** Start Data in this exercise **

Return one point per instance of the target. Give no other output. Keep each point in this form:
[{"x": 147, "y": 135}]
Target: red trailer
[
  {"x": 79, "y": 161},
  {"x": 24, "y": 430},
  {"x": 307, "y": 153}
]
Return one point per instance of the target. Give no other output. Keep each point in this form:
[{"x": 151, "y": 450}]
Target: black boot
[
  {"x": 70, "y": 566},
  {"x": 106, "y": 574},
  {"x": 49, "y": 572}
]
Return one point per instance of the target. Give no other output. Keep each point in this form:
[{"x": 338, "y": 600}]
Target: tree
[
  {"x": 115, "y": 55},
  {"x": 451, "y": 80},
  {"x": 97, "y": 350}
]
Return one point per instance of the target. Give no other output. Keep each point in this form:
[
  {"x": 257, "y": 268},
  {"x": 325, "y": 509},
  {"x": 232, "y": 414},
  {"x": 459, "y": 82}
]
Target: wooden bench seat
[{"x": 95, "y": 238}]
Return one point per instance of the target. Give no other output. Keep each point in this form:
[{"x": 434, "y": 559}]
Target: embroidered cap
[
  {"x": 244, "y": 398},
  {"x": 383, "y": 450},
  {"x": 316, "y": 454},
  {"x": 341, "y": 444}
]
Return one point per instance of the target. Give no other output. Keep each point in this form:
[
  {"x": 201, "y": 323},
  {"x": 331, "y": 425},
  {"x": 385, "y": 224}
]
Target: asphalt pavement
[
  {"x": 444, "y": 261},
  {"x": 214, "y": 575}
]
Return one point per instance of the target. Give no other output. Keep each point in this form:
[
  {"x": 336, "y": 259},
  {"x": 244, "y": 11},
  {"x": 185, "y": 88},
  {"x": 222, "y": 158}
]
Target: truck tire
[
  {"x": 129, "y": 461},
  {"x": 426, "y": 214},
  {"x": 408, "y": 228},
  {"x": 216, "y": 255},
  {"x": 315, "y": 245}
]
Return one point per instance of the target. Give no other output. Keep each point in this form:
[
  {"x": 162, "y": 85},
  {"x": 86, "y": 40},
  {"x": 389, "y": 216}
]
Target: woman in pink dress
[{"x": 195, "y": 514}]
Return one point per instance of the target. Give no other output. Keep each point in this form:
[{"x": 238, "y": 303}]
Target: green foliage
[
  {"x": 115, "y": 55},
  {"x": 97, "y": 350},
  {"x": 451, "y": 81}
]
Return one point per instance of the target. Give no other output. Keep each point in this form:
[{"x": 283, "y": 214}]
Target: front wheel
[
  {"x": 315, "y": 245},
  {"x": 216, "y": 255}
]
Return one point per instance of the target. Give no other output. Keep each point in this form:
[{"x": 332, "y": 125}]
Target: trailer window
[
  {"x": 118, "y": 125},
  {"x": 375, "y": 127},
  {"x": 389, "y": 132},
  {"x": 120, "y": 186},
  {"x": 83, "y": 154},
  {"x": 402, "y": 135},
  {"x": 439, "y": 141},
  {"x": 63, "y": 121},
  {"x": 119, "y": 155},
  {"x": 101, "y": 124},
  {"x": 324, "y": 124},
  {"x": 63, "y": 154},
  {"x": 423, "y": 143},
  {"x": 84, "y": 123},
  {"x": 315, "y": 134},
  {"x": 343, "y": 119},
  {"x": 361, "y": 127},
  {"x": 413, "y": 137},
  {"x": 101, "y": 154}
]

** End Data in this exercise **

Problem details:
Transcribe the material above in its entirety. Match it exactly.

Expected answer:
Return one point per instance of the target. Give no other output. Keep each point in this form:
[{"x": 147, "y": 135}]
Target: red trailer
[
  {"x": 79, "y": 161},
  {"x": 24, "y": 430},
  {"x": 307, "y": 153}
]
Return one point per instance of the target. Give no other output. Keep each point in this form:
[{"x": 151, "y": 450}]
Target: black boot
[
  {"x": 70, "y": 566},
  {"x": 106, "y": 574},
  {"x": 49, "y": 572}
]
Return one point per instance of the target. Give no other output. Keep each point in this form:
[{"x": 338, "y": 600}]
Target: tree
[
  {"x": 115, "y": 55},
  {"x": 451, "y": 80},
  {"x": 97, "y": 350}
]
Return one point per instance of the target. Give no other output. Keep each point in this form:
[
  {"x": 257, "y": 268},
  {"x": 325, "y": 509},
  {"x": 232, "y": 414},
  {"x": 459, "y": 82}
]
Target: wooden bench seat
[{"x": 95, "y": 238}]
Return one point per instance of the target. Give no other output. Keep each point in this form:
[{"x": 434, "y": 559}]
Target: embroidered cap
[
  {"x": 244, "y": 398},
  {"x": 383, "y": 450},
  {"x": 316, "y": 454},
  {"x": 341, "y": 444}
]
Return one point per instance of the target. Give no other output. Keep each point in this form:
[
  {"x": 201, "y": 323},
  {"x": 331, "y": 425},
  {"x": 385, "y": 224}
]
Target: asphalt pavement
[
  {"x": 444, "y": 261},
  {"x": 214, "y": 575}
]
Return one point per instance of the target. Give no other output. Keep each point in this form:
[
  {"x": 336, "y": 259},
  {"x": 244, "y": 11},
  {"x": 185, "y": 88},
  {"x": 222, "y": 158}
]
Target: truck tire
[
  {"x": 129, "y": 461},
  {"x": 426, "y": 214},
  {"x": 408, "y": 228},
  {"x": 216, "y": 255},
  {"x": 315, "y": 245}
]
Return one point per instance of the target. Give no other output. Keep each point in this form:
[
  {"x": 162, "y": 85},
  {"x": 86, "y": 40},
  {"x": 389, "y": 216}
]
Target: woman in pink dress
[{"x": 195, "y": 514}]
Return one point per instance of the target. Give no other output. Keep each point in this form:
[{"x": 238, "y": 303}]
Target: green foliage
[
  {"x": 115, "y": 55},
  {"x": 97, "y": 350},
  {"x": 451, "y": 81}
]
Return one point per instance of the target. Give no other output. Keep each point in this form:
[{"x": 283, "y": 214}]
Target: front wheel
[
  {"x": 315, "y": 245},
  {"x": 216, "y": 255}
]
Return one point per instance of the target. Give no other output. Keep each point in this form:
[{"x": 332, "y": 125}]
Target: trailer window
[
  {"x": 118, "y": 125},
  {"x": 375, "y": 127},
  {"x": 389, "y": 132},
  {"x": 120, "y": 186},
  {"x": 83, "y": 154},
  {"x": 402, "y": 135},
  {"x": 439, "y": 141},
  {"x": 63, "y": 121},
  {"x": 119, "y": 155},
  {"x": 101, "y": 124},
  {"x": 324, "y": 124},
  {"x": 63, "y": 154},
  {"x": 423, "y": 143},
  {"x": 84, "y": 123},
  {"x": 315, "y": 134},
  {"x": 343, "y": 119},
  {"x": 361, "y": 127},
  {"x": 413, "y": 137},
  {"x": 101, "y": 154}
]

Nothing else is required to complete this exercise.